- **RECORDS SUPPLIED**

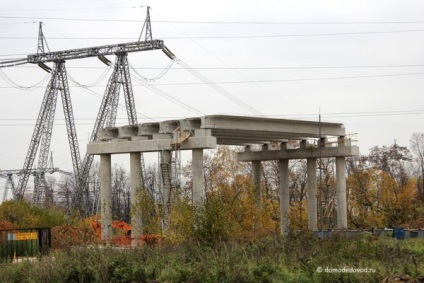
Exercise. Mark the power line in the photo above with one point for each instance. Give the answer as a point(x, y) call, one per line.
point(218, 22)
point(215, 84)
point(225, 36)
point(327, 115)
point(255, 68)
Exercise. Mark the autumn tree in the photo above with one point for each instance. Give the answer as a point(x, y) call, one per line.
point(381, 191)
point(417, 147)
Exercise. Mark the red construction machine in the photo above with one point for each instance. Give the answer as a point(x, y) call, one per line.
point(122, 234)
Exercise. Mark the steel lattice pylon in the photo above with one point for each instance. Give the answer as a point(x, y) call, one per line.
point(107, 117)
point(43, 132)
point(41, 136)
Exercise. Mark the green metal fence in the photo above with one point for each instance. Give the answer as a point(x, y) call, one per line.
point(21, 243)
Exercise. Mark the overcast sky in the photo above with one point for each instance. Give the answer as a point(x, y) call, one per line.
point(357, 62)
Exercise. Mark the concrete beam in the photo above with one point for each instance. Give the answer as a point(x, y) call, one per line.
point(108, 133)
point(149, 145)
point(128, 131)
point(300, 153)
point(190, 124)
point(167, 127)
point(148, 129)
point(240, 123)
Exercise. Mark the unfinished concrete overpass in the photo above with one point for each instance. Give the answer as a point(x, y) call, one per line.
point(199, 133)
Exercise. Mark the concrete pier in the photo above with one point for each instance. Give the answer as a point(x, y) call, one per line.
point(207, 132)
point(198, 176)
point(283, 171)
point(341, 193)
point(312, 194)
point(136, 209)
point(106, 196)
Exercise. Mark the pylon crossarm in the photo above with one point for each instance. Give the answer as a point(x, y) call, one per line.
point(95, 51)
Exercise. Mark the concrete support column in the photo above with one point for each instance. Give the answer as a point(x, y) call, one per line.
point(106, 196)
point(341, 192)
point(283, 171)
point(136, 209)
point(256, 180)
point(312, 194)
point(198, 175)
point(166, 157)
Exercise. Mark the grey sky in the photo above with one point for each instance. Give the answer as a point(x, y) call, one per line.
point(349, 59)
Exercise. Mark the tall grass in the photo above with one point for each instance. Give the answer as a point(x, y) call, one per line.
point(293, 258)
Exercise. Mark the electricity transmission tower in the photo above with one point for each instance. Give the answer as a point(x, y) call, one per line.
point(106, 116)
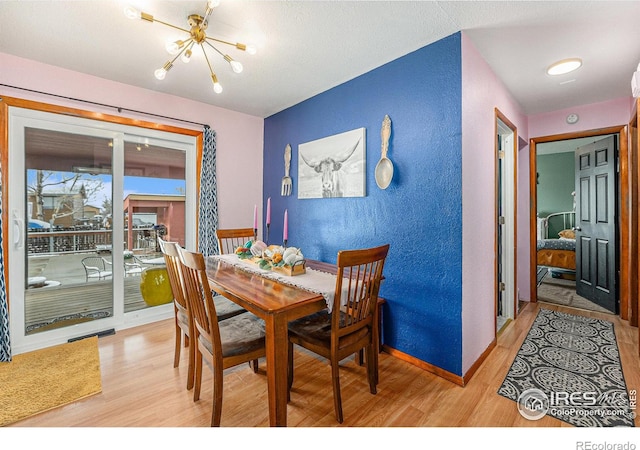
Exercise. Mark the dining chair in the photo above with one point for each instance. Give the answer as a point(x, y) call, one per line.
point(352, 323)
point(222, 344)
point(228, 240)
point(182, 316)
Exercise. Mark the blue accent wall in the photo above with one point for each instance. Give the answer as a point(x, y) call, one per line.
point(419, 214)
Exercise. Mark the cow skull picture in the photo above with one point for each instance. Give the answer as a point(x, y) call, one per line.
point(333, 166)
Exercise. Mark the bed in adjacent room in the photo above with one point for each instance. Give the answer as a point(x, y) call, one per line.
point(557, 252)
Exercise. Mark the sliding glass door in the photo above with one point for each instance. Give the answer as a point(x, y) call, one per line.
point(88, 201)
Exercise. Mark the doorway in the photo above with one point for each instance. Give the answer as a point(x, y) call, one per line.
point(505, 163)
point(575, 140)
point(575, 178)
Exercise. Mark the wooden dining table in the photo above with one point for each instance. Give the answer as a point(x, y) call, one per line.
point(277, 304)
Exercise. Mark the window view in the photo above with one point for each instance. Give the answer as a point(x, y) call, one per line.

- **SHORT TASK**
Copy all of the lines above word for word, leaving out the pictures.

- **RIGHT ANSWER**
Exercise. Mark the power line in the photo above with one point for each instance. Give the answer as a point(x, y) call, one per line.
point(218, 22)
point(215, 84)
point(225, 36)
point(327, 115)
point(255, 68)
Exercise. Mark the autumn tree in the photo above with one point for each instance. Give the answer as a point(x, y) call, one per line.
point(381, 191)
point(417, 147)
Exercise. Mark the red construction machine in the photo above with one point for each instance. Give the answer as a point(x, y) call, one per line.
point(122, 234)
Exercise. Mark the steel lattice pylon in the photo above with one point for each instance. Give the answer as a point(x, y) call, one per line.
point(107, 117)
point(43, 132)
point(41, 136)
Exercise. Mark the green metal fence in the photo above with one point for each instance. Give the answer as a point(x, y) call, one per line.
point(21, 243)
Exercise. Mark the overcast sky in the photo above with one point for each instance. Give the answer as a point(x, y) call, one per line.
point(357, 62)
Exercise. Mark the concrete beam in the photo above with one point for each instance. Give the answer as a point(x, y) call, one per line.
point(108, 133)
point(149, 145)
point(128, 131)
point(300, 153)
point(190, 124)
point(167, 127)
point(148, 129)
point(240, 123)
Exercise. Mark the unfinished concrete overpass in the photo above with one point for each instance. Give the answer as a point(x, y) call, one per line.
point(199, 133)
Exercise. Mark the concrete pier in the photo above with one point for each instance. Give the answer as a point(x, y) call, one per line.
point(207, 132)
point(198, 176)
point(283, 171)
point(341, 193)
point(312, 194)
point(136, 209)
point(106, 196)
Exercise. Mark the pylon crossarm in the photo above with one point for each instance. Give the answer as a point(x, y) call, one per line.
point(95, 51)
Exercise. Mark the concrete support column in the photo above with one point for each instance. Give the answer as a point(x, y) call, one per line.
point(106, 196)
point(341, 192)
point(283, 171)
point(136, 209)
point(256, 180)
point(312, 194)
point(198, 175)
point(166, 157)
Exercise. Mark the grey sky in the photo above with one point for each instance. Give the answer as a point(x, y) call, one per line.
point(349, 59)
Exercise. Mark the tall grass in the photo above with one point for each instance. Give the answer as a point(x, y) call, one per line.
point(293, 258)
Exercise. Mark the electricity transmission tower in the photo above with one point for each instance. Give the answer as a point(x, y) call, one per line.
point(106, 116)
Exercise. Mark the dining chair in the photo above with one point for each instance. Give the answer as a point(x, y) call, one per line.
point(352, 323)
point(222, 344)
point(228, 240)
point(182, 316)
Exercise. Mark the blue accent wall in the photo above with one point for each instance. Give the answer as a point(x, y) call, one per line.
point(419, 214)
Exercise. Mark the cow skull picture in the photo above with one point for each instance. Give the answer as a point(x, y) call, one per line.
point(333, 166)
Exercise. Mark the bed in adjacent room in the photo above with one point for each instance. Give the answer as a point(x, y) call, one per line.
point(557, 252)
Exercise. Mark the sliding glass door in the photo above with one point for each instance. Give the answer as a point(x, y) call, one per line.
point(88, 201)
Exercise. Mark the doorway in the photo above with one point for each instance. Give the answer as a point(x, y) call, one per line.
point(505, 163)
point(575, 140)
point(575, 178)
Exercise. Mark the wooden dining table in the photo above with one point for each instance. Give the answer as a point(x, y) call, one per line.
point(277, 304)
Exercise. Mark the window view in the photo above with one point for each instance. Give the answer as a point(x, y) call, one per line.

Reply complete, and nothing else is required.